- _Source extract_
* begin *

# Recommendation on flower service in Manila area?



## ExpatMRTW (Apr 3, 2016)

Hi there,

would anyone be able to recommend a reliable flower service in the Manila area?

Ideally I would want to send a little plant instead of flowers, however flowers would work as well.

I would need to pay with an international Credit Card and have the flowers/plant delivered at a particular time for a birthday.

Thank you for any recommendations.


----------



## Asian Spirit (Mar 1, 2010)

ExpatMRTW said:


> Hi there,
> 
> would anyone be able to recommend a reliable flower service in the Manila area?
> 
> ...


If you were to contact and use a local florist yourself and use your credit card it would be tremendous risk to your credit card. Also, sending cash to them here, your cash would likely be gone and nothing delivered.

Your very best bet and safest way is to use an FTD Florist in your local area. Pay there and let FTD deliver here.

Another thing too. No matter how you send. No matter what FTD says will be delivered; it is usually something nice but very different from what you order.



Regards

Jet Lag


----------



## ExpatMRTW (Apr 3, 2016)

Jet Lag said:


> If you were to contact and use a local florist yourself and use your credit card it would be tremendous risk to your credit card. Also, sending cash to them here, your cash would likely be gone and nothing delivered.
> 
> Your very best bet and safest way is to use an FTD Florist in your local area. Pay there and let FTD deliver here.

* end *

- _Exercise instructions_
A – Reproduce word for word the part of the thread on flower delivery in Manila that opens with the words containing "Ideally I would" and closes with "(Mar 1, 2010)".
B – In the thread on flower delivery in Manila, condense the paragraph beginning "If you were to contact and use a local florist yourself" into a short bulleted list that keeps its main points.
C – Continue the thread on flower delivery in Manila from the point where it stops.

- _Material provided_
* begin *

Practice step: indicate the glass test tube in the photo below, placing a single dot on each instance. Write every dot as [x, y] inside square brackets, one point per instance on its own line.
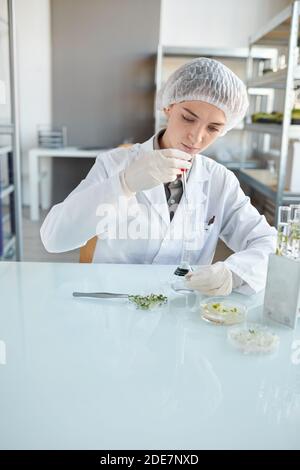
[284, 217]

* end *

- _Answers to the tasks_
A –
Ideally I would want to send a little plant instead of flowers, however flowers would work as well.

I would need to pay with an international Credit Card and have the flowers/plant delivered at a particular time for a birthday.

Thank you for any recommendations.


----------



## Asian Spirit (Mar 1, 2010)

B –
- Using your credit card with a local florist directly would put the card at tremendous risk.
- Sending cash instead would likely mean the cash is gone and nothing is delivered.

C –
> 
> ...


Thank you Jet Lag!

I came across a few local flower services but could not find any reviews, hence I would agree with you on your statement above.

I can ask my local coworkers to do that for me but I do not want to cross the line for personal favors for my girlfriend.

In case any one used a flower service, it would be great to get some feedback on that.

I will also check the FTD service.

Thank you!


----------



## Gary D (Oct 28, 2013)

Are you sure your girlfriend enjoys flowers, although the concept is catching on it's not widespread. My wife's take on flowers in the early days was they soon die and I cannot eat them.


----------



## ExpatMRTW (Apr 3, 2016)

Gary D said:


> Are you sure your girlfriend enjoys flowers, although the concept is catching on it's not widespread. My wife's take on flowers in the early days was they soon die and I cannot eat them.


She is OK with flowers - but she is pragmatic too and doesn't like the fact that they do die quickly. Therefore I wanted to get a little plant.

I checked FTD (not serving Phils) and some other services but it's either very expensive or very unreliable per ratings.

Unless someone knows about a reliable vendor I might just skip that idea and postpone until I'm in Manila in June.




Sent from my SAMSUNG-SM-G930A using Tapatalk


----------



## Asian Spirit (Mar 1, 2010)

Had an idea... While here next month, if you go touring around and decide on a trip to Baguio City, there are thousands of small, potted plants to buy there. Mostly outdoor type plants and in the Manila area would have to be watered on an almost daily basis to survive.
My wife was up there just last month and came home with 4 or 5 small ones for our front porch.
Below is a photo of just one of the many - many places there that have plants of all kinds for sale.

Jet Lag


----------



## Gary D (Oct 28, 2013)

You could try WowPhilippines, I have never tried them but they seem to cater for what you are looking for.


----------



## DonAndAbby (Jan 7, 2013)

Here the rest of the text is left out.